• **読解テキスト**:
• • • • •

MicrosoftのCopilot Studioを利用すると、Microsoft 365向けに自動化エージェントをノーコードで作成、カスタマイズが可能

 Microsoftは21日、ロンドンで開催しているイベント「AI Tour」において「Microsoft 365 Copilot」および「Dynamics 365」(顧客関係管理などの機能を持つ基幹システム統合型ビジネスツール)向けの新機能として「autonomous agents」(自動化エージェント)を、11月よりプレビュー提供を開始すると発表した。

 Microsoft 365 Copilot向けのautonomous agentsは、企業向けに独自のCopilotをノーコードでカスタマイズできる「Copilot Studio」の新機能として今年(2024年)5月に開催されたMicrosoft Buildで発表されたもの。生成AIの機能を利用して企業のビジネスプロセスを自動化して、ビジネスパーソンにとっては無駄な時間を消費して得るものが少ない事務仕事などをAIが肩代わりしてくれる機能になる。

無駄な時間ばかりかかる事務仕事、データ処理などの作業を自社の業務に合わせてAIが自動実行するエージェントを作成

自動化エージェントにより、ワークフローが自動処理されて最後外部の協力業者に外注するメールを出すまで自動化されているデモ

 Microsoftは昨年(2023年)よりOpenAIとの協業の枠組みを積極的に活用して、生成AIの機能を積極的に同社製品に取り込んでいる。その中でも、企業向けの生産性向上ツールであるMicrosoft 365のオプションプランとして提供されている「Microsoft 365 Copilot」は、ビジネスユーザーの生産性を向上させる生成AIとして注目を集めている。

• • • • •

• **データ抜粋**:
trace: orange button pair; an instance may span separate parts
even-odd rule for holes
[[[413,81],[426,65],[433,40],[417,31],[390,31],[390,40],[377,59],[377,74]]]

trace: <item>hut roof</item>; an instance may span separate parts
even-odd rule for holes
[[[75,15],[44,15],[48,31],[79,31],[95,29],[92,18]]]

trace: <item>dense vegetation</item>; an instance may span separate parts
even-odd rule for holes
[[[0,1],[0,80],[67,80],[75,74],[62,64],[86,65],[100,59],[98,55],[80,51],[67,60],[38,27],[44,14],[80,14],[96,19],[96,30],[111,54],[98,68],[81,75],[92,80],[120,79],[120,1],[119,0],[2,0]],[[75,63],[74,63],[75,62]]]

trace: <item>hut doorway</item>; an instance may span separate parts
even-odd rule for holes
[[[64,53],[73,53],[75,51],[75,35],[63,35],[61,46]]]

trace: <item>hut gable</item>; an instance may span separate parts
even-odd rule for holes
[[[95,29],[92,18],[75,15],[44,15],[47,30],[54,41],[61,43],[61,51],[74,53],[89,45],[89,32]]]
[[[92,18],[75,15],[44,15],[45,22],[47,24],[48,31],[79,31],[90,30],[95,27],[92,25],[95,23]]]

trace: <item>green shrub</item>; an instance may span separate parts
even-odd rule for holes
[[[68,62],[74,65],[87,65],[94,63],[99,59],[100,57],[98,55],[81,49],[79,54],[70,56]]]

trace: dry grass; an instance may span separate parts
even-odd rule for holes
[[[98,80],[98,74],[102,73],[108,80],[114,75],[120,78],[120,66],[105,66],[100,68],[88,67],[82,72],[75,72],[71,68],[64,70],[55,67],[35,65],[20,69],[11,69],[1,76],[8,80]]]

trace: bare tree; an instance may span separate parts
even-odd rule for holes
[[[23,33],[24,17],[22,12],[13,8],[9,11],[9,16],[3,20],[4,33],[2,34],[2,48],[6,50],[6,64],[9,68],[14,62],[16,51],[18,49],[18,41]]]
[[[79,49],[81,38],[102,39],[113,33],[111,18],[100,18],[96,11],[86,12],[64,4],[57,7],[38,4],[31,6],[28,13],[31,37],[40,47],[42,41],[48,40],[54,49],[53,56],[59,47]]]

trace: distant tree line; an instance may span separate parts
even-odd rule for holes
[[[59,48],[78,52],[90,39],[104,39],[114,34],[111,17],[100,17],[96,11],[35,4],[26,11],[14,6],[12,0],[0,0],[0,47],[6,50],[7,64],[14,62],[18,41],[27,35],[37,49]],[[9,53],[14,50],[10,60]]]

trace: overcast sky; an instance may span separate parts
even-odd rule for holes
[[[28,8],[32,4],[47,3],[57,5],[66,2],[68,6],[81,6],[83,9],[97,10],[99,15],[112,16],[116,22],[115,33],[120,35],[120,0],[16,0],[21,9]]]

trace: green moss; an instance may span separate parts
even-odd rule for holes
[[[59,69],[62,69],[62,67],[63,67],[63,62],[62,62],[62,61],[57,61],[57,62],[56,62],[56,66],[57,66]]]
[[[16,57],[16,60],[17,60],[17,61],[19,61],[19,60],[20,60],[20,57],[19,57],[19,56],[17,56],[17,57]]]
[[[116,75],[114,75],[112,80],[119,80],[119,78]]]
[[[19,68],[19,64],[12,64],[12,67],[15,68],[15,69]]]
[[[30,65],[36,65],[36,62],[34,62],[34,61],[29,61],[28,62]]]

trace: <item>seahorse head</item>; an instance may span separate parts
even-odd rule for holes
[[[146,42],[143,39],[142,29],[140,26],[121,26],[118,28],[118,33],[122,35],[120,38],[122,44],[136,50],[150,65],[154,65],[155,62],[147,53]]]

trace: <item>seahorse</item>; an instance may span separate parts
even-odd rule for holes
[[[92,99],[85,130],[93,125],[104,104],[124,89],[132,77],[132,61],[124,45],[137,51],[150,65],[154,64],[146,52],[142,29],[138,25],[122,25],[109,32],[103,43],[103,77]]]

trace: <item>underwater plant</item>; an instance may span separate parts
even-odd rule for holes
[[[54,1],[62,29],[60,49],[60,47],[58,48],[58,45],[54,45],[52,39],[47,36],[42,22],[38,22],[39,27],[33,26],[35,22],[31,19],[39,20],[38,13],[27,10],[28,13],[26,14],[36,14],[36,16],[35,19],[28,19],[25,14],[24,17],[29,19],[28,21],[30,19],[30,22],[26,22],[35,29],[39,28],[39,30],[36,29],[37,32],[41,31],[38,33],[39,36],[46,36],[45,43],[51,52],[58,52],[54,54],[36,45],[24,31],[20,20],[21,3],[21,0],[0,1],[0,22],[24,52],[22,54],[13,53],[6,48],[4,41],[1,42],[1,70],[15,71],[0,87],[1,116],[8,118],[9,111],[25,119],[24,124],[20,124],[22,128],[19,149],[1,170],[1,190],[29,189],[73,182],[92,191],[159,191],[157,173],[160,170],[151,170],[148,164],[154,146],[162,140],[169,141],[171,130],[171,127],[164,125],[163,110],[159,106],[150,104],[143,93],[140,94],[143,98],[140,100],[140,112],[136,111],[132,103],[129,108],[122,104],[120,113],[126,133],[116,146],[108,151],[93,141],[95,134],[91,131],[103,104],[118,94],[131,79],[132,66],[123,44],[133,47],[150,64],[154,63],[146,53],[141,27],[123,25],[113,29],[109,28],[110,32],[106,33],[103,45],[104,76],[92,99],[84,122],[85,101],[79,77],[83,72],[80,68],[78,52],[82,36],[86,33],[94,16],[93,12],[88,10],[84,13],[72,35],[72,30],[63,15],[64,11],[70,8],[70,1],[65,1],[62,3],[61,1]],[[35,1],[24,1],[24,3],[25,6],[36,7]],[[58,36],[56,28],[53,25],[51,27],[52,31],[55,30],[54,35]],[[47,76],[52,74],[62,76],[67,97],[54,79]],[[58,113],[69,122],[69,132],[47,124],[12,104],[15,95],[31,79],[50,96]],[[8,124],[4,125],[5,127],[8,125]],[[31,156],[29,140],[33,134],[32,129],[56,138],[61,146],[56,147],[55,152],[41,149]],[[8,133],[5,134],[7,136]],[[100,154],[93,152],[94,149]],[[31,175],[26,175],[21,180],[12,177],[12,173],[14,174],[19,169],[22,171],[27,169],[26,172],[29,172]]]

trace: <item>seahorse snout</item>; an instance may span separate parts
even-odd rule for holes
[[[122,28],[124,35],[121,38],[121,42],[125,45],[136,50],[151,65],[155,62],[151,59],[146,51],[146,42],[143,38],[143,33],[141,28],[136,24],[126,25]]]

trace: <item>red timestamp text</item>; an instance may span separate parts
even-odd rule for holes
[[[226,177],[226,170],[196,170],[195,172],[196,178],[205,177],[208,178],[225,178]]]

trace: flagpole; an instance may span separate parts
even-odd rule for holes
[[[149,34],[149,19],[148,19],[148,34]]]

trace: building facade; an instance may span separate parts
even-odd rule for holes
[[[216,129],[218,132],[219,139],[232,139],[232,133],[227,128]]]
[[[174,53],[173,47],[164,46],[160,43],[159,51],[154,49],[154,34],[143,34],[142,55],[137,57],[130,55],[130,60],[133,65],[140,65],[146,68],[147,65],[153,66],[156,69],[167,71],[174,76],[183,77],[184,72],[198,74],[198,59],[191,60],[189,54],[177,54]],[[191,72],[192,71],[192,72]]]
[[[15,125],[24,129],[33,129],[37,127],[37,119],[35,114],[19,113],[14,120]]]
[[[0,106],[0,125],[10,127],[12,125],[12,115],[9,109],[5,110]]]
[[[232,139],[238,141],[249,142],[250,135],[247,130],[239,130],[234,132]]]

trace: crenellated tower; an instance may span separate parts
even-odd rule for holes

• • • • •

• **課題一覧**:
**1)** 自動化エージェントの記事について、次の問いに答えてください。
(a) Microsoftが自動化エージェントのプレビュー提供開始を発表したイベントは、どの都市で開催されていますか?
(b) Microsoft 365 Copilot向けのautonomous agentsは、もともとどのイベントで発表されたものですか?
(c) MicrosoftがOpenAIとの協業の枠組みを積極的に活用し始めたのは何年からですか?
**2)** 自動化エージェントの記事を、最後の文の後から書き継いでもらえますか?

• **課題別の解答**:
**1)**
(a) ロンドン
(b) 2024年5月に開催されたMicrosoft Build
(c) 2023年

**2)**
 生成AIというと、プロンプトに何かを入れて生成AIが答えるという形のチャットボット的な機能が連想されると思うが、実は一番便利なのは、人間がしている何か(たとえば事務仕事など)を生成AIに代わりにやってもらうことで、人間は別のことをやることで業務効率を上げることだ。

 たとえば、時間だけがかかって実益が少ない仕事の代表と言えば、月末の経費精算とか、請求書の作成、送付などではないだろうか。我が国でも法律が整ってきたことで、それらの仕事のデジタル化が始まっているが、それでもまだまだ人間がやらないといけないことが多い。経費申請で言えば、領収書のデジタル保存には対応が進んでいるが、領収書の内容を人間が手入力して、それを上司にメールで回して承認をもらって……といった非効率なシステムになっているところも少なくないだろう。

Copilot Studioでカスタマイズしている様子、トリガーとなる条件を設定している
生成AIが正しい判断を下せるように、その情報ソースとなるファイルを指定してより正確な判断をしてもらえるようにする
作成した自動化エージェントをレビューしたりも可能

 そうしたことを解決するMicrosoftのソリューションが、Microsoft 365 Copilotをローコードもしくはノーコードでカスタマイズする「Copilot Studio」向けの新機能になる自動化エージェントで、そうした非効率な業務プロセスなどを自動化してできるだけ人間の介在を少なくする仕組みだ。

 前出の領収書処理の例で考えれば、領収書を読み込んで、支払先、金額などを自動で読み取って文字に変換して経理システムへの申請、上司の申請承認リクエストなどのプロセスを自動化しておけば、ユーザーは領収書をシステムに投げるだけで経費申請を終えられる。そうした自動化のプロセスを行なう自動化エージェントを、Copilot Studioで作成して従業員に提供できれば、業務の効率化が実現できる。

 また、ビジネスの現場ではMicrosoft 365 Graphなどのグラフィックツールを利用して、データの見える化をしているビジネスパーソンは少なくないだろう。そうしたユーザーも、毎月データを取り出して集計したりしていたと思われるが、自動化エージェントを使えば、このデータを毎月決まった日に作ってという指示さえ出しておけば、自動的にデータが作成することが可能になる。

 ほかにも、新しい従業員を雇用した時には、ここのサイトから社員バッジの作成申請やビジネス用のPCやスマートフォンの申請などを人間が入力し、それをIT管理者が手動で手配していたと思うが、自動化エージェントを利用すると、Entra ID作成をIT管理者が行なえば、あとは自動化エージェントがPCやスマートフォンの発注から発送手配までを自動で行ない、従業員の手元に自動でPCが届くというシステム構築も可能になる。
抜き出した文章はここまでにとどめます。